What the exercise asks: Collect every line in the entries below that contains the string "pixel" and copy each one in full.

Data items
☆ ☆ ☆ ☆ ☆ ☆ ☆

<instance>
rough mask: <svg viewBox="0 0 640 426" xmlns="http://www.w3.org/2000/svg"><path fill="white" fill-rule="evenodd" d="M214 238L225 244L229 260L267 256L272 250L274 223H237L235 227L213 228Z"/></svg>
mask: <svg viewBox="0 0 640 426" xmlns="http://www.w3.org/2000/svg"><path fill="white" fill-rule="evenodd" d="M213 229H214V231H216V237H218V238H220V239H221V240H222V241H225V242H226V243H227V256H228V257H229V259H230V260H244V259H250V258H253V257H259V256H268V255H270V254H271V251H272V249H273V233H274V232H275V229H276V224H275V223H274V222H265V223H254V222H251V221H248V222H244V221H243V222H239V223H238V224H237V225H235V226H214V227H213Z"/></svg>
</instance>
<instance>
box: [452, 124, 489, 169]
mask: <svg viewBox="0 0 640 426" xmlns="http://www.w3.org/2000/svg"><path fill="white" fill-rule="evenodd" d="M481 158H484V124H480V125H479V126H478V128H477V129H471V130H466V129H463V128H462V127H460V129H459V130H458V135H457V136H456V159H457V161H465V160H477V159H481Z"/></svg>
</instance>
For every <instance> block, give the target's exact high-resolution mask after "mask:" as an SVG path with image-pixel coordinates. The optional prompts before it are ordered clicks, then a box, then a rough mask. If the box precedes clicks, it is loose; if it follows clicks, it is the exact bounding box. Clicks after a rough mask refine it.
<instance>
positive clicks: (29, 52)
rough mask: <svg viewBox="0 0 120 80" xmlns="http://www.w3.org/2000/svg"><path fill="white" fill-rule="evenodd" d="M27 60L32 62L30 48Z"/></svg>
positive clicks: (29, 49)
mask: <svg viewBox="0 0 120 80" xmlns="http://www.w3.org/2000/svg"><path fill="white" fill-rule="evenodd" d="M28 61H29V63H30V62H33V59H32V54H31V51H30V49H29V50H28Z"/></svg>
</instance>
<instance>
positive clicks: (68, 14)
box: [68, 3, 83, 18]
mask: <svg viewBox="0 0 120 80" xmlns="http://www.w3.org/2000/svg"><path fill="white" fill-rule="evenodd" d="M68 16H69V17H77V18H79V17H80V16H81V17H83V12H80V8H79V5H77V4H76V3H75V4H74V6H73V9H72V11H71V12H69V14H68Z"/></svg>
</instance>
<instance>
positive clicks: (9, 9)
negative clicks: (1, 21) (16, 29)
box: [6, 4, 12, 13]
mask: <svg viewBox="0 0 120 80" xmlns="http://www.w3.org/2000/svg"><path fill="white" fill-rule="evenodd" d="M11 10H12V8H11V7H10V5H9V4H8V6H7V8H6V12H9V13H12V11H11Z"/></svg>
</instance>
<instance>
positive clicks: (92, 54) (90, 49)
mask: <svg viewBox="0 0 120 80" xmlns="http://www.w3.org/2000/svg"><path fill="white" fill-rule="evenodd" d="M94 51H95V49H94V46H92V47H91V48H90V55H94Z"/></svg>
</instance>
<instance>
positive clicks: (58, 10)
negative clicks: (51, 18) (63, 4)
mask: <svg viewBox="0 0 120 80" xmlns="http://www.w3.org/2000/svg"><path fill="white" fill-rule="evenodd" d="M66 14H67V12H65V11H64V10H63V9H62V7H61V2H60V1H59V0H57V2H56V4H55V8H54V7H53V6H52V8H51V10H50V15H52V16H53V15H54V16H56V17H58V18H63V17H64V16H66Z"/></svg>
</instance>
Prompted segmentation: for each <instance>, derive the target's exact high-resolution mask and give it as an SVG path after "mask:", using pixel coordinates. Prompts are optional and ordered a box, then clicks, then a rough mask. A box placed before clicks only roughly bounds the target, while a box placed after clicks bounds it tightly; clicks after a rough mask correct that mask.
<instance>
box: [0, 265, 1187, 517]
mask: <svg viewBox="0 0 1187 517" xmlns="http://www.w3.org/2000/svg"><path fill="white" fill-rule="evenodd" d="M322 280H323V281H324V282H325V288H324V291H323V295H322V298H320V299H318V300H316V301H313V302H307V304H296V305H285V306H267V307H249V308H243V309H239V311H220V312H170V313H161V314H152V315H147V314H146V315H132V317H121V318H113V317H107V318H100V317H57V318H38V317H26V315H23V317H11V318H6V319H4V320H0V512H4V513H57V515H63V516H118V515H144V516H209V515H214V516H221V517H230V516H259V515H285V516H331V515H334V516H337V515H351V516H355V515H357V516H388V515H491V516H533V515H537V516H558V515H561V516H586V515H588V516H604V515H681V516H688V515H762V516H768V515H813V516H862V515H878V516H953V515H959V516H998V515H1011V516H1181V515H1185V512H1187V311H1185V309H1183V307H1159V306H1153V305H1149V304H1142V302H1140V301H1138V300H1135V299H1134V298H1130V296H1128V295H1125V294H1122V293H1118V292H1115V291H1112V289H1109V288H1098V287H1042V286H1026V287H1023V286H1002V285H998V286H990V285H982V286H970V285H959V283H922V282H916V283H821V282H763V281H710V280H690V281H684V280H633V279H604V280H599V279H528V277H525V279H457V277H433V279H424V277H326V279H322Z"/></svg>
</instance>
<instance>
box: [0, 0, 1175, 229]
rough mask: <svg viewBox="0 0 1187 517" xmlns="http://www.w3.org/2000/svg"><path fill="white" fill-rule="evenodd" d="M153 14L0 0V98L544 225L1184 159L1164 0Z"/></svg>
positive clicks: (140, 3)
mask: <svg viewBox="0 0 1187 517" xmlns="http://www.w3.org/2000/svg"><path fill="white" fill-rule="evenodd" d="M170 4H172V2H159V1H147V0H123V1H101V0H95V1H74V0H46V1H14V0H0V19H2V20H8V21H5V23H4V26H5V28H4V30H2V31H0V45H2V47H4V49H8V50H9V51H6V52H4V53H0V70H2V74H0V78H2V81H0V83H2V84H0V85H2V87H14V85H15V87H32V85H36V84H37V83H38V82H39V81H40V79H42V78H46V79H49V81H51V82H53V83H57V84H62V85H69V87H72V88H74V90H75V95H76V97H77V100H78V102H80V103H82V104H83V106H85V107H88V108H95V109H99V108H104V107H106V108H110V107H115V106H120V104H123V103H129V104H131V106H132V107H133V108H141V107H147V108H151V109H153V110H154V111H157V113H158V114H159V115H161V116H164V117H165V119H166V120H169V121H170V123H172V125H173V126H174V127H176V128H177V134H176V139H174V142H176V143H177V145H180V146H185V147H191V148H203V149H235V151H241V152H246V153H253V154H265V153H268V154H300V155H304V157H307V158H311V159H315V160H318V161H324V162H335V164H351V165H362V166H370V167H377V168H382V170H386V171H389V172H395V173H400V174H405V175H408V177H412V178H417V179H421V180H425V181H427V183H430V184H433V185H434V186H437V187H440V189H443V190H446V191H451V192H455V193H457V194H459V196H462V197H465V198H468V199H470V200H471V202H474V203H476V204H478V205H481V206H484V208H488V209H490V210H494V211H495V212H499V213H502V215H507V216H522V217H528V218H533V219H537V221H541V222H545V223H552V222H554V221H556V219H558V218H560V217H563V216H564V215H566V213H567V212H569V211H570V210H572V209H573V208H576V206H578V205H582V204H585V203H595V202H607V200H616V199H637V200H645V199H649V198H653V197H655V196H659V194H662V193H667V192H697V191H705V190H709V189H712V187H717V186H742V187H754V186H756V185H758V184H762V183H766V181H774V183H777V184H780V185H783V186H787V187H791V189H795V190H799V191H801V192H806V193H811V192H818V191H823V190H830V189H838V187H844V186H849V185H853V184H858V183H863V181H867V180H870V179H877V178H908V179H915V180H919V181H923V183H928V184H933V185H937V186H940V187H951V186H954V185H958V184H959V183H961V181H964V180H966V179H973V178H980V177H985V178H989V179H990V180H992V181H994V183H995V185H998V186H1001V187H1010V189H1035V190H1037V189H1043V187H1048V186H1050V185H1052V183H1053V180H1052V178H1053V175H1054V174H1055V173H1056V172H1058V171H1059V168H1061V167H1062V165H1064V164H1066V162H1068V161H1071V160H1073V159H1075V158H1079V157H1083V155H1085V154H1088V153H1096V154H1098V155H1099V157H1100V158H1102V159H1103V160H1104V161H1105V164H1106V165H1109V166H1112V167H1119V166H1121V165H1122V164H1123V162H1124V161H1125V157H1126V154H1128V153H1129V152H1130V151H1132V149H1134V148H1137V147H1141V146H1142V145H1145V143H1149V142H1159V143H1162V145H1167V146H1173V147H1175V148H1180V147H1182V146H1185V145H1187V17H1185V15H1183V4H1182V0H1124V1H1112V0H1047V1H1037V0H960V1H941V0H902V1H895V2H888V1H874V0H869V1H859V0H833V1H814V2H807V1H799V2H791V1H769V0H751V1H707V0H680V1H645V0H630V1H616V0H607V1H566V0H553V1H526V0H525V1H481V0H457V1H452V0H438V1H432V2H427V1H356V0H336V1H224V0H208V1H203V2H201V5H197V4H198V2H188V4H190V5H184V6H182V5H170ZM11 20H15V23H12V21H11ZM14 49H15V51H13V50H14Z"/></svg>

☆ ☆ ☆ ☆ ☆ ☆ ☆

Answer for this exercise:
For every <instance> block, give the target's exact high-resolution mask after "mask:" as an SVG path with image-pixel coordinates. The optional prompts before it are ordered clicks, then a box, then a rough mask. If the box precedes clicks, it is loose; if it follows clicks, it is the exact bounding box. Clicks after a rough mask refine it.
Prompted segmentation: for each <instance>, derive the target's exact high-resolution mask and give it as an SVG path after "mask:", using pixel coordinates. Prompts are optional and ordered a box, then clicks, then a rough mask. A box placed before clicks only roughly bounds the target, while a box placed after clicks bounds it tightly; clicks after a rough mask correct that mask.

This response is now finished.